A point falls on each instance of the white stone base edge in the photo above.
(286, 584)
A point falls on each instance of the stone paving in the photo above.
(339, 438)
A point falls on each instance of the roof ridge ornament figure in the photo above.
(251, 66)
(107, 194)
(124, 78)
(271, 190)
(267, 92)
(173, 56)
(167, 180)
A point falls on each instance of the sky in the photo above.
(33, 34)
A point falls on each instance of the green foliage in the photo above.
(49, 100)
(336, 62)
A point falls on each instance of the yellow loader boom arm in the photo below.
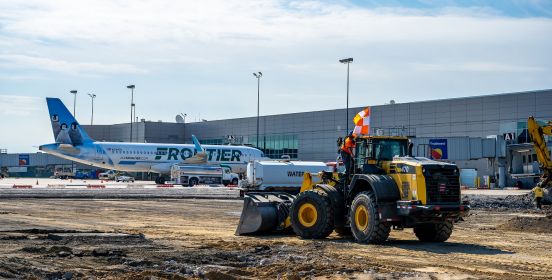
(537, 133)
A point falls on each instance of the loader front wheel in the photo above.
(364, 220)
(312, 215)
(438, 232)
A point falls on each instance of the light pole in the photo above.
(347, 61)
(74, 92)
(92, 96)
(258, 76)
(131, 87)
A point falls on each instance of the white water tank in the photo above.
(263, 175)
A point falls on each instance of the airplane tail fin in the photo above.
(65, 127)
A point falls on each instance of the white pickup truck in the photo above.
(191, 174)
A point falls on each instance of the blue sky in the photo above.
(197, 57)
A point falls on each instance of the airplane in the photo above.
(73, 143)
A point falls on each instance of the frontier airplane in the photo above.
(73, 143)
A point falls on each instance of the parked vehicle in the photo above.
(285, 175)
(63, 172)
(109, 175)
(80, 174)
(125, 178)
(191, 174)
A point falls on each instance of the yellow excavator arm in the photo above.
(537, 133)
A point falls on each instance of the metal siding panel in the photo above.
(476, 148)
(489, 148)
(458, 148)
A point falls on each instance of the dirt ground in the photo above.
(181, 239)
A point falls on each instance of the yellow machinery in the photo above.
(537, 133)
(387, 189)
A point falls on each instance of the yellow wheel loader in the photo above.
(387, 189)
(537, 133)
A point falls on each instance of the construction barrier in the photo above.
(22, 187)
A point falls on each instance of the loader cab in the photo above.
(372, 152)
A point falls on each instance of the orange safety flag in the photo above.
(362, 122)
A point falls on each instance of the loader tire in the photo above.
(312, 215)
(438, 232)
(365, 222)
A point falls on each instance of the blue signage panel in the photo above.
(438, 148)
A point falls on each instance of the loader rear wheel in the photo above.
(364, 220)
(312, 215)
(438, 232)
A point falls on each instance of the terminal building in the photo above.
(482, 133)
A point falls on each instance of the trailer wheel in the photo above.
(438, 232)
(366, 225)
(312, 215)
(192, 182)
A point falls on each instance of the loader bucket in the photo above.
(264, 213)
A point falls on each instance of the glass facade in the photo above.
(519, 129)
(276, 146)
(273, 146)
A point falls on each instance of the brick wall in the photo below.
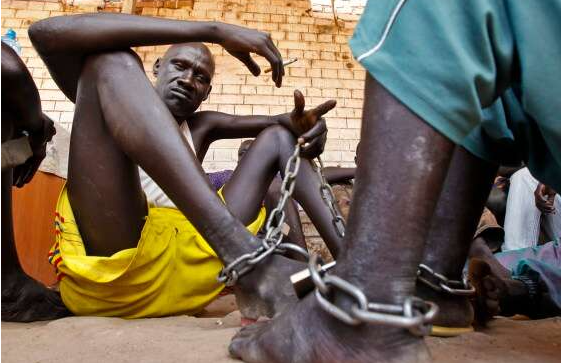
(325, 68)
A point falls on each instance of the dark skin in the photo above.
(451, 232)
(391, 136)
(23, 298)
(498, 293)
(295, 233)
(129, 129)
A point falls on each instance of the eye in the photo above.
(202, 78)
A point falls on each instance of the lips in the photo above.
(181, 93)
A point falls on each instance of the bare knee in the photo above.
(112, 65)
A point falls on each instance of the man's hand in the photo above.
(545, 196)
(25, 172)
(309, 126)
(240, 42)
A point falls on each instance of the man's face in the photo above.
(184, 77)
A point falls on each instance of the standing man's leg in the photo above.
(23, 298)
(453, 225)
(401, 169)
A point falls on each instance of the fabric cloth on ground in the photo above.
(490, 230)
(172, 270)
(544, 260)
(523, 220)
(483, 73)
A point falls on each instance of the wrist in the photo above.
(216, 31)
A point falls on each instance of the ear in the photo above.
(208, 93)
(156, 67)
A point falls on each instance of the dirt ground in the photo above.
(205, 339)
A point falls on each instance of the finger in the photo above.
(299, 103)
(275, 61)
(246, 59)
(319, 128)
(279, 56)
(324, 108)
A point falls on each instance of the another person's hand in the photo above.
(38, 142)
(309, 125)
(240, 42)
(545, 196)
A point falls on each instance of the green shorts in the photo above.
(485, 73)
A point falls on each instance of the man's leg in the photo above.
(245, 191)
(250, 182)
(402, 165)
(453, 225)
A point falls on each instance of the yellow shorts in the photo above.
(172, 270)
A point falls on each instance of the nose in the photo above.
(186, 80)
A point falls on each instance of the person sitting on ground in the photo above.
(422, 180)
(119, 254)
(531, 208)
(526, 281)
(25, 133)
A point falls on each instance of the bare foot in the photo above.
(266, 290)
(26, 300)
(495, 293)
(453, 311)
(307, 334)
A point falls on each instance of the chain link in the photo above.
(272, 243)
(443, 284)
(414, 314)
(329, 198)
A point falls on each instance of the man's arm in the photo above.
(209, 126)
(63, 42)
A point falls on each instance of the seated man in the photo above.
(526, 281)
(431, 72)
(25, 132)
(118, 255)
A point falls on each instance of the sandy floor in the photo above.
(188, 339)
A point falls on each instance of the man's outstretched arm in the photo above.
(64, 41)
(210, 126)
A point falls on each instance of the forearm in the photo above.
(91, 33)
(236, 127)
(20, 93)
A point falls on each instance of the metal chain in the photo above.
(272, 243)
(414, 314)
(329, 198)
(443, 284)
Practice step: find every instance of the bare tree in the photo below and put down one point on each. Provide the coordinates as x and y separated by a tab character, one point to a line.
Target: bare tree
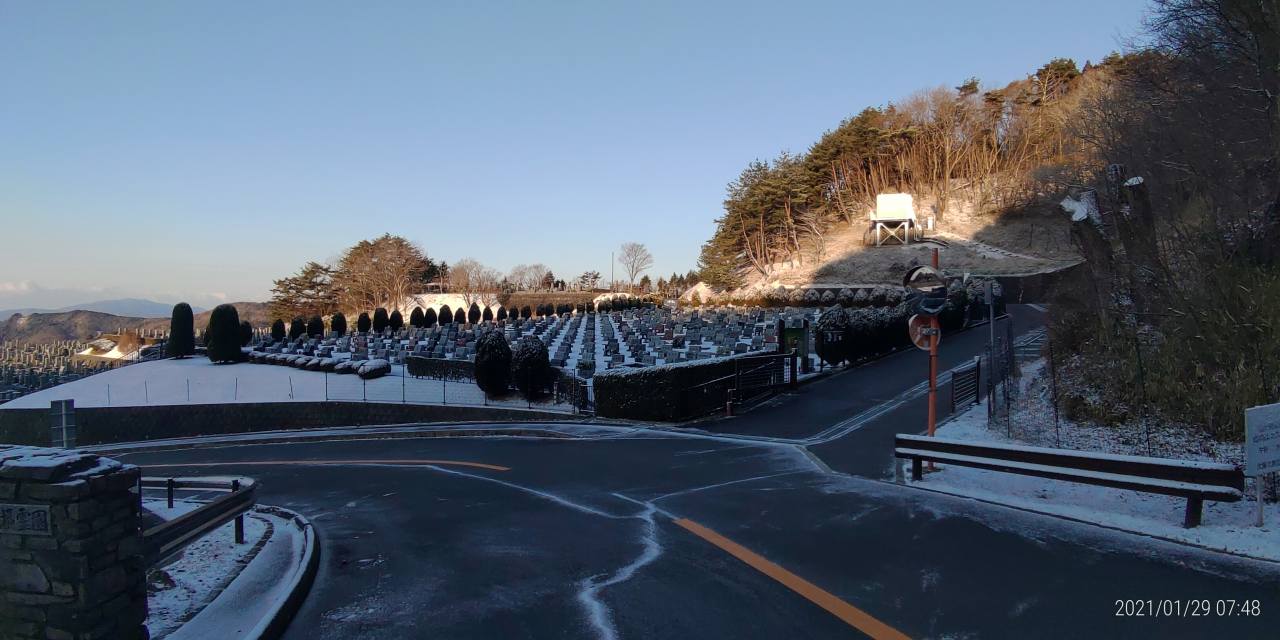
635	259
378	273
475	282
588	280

____

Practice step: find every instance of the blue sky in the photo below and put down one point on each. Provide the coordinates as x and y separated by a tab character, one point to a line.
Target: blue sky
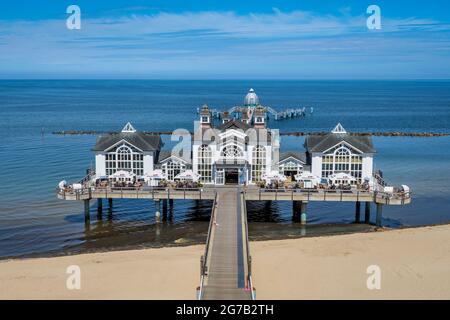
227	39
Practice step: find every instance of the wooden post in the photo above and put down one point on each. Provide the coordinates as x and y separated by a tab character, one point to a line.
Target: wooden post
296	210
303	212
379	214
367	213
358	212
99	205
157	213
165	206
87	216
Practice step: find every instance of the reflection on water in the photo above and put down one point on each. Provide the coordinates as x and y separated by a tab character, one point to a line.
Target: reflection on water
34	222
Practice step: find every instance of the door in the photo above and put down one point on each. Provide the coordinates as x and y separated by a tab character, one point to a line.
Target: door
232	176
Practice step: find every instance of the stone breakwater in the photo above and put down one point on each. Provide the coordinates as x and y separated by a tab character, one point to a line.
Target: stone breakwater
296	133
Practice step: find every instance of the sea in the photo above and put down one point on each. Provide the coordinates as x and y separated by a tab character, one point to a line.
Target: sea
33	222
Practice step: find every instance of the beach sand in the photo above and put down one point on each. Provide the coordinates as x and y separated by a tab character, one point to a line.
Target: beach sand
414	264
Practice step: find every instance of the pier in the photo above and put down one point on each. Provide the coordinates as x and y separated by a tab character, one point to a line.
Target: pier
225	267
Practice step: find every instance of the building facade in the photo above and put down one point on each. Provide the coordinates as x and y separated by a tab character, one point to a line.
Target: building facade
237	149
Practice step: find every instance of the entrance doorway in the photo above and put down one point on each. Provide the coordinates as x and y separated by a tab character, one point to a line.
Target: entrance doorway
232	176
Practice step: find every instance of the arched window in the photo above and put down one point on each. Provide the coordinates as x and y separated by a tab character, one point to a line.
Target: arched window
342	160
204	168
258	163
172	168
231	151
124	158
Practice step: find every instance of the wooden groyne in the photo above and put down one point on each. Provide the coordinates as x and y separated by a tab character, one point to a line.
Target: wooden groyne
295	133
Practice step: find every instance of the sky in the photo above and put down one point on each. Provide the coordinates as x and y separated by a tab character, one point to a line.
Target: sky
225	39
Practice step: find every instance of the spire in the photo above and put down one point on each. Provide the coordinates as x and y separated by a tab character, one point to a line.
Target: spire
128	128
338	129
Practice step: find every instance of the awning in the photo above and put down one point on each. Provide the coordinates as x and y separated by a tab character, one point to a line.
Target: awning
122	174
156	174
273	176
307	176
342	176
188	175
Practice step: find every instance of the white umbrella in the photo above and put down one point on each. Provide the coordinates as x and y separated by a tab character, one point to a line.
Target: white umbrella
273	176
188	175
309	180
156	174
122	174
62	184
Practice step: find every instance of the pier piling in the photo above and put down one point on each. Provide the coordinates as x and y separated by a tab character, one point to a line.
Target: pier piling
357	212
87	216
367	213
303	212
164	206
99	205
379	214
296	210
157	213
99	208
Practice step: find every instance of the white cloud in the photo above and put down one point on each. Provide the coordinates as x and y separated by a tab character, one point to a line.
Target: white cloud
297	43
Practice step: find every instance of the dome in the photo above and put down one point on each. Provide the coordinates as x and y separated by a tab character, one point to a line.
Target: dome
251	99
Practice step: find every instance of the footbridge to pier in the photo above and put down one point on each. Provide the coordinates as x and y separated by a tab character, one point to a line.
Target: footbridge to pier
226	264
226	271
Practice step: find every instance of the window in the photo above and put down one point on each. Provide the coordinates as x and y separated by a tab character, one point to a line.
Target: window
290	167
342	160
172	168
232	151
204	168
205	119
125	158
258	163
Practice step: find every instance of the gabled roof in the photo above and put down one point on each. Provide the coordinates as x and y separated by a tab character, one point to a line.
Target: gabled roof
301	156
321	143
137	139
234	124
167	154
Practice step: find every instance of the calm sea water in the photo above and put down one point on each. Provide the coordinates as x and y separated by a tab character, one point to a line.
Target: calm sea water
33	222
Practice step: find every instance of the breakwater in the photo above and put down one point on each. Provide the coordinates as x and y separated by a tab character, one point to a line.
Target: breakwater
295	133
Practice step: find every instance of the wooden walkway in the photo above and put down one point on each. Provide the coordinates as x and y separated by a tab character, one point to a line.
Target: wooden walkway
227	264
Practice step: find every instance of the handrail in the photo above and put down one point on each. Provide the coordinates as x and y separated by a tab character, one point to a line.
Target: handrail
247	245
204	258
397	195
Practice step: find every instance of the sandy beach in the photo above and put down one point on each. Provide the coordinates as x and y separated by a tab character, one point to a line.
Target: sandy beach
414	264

____

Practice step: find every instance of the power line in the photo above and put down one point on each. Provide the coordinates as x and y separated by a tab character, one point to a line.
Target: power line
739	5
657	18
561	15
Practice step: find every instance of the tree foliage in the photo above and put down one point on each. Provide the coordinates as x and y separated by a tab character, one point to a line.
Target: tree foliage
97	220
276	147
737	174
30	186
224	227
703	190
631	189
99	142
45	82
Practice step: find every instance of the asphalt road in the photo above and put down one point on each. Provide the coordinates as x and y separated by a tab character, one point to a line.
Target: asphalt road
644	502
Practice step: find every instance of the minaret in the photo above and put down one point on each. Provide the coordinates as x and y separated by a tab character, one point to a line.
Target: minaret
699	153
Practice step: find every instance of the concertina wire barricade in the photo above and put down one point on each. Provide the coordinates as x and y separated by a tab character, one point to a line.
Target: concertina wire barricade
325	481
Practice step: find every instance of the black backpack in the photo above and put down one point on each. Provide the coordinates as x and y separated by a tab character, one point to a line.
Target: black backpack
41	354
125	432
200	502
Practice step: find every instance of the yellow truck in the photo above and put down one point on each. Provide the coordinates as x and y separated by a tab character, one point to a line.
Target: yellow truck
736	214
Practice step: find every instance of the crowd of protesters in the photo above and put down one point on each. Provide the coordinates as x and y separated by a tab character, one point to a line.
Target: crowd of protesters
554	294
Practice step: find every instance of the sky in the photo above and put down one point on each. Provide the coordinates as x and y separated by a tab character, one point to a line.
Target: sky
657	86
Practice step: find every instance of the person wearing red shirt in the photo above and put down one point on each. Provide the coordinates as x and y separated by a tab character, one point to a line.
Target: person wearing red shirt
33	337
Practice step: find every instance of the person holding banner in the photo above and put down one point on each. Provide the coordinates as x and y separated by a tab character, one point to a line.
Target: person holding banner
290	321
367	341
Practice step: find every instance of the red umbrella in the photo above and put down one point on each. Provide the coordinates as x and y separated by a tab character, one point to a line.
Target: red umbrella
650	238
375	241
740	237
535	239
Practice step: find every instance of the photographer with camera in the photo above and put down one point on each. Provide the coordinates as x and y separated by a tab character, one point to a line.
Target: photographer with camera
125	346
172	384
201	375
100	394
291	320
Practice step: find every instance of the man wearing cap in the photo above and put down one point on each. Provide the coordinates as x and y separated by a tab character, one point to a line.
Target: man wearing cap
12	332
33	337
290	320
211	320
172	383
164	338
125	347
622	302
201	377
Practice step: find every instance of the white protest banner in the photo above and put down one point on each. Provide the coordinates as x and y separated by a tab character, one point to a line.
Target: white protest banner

____

▶ **Given task**
Locate every line in the material above that contains the string "photographer" and copy each of those lines in full. Matching is case-sensitive.

▶ **Solution to this problem**
Practice step: find every instance of the photographer with camera in the photo above and put down one point on each. Provide the coordinates as x and y separated by a tab character, one point to a line.
Target: photographer with camera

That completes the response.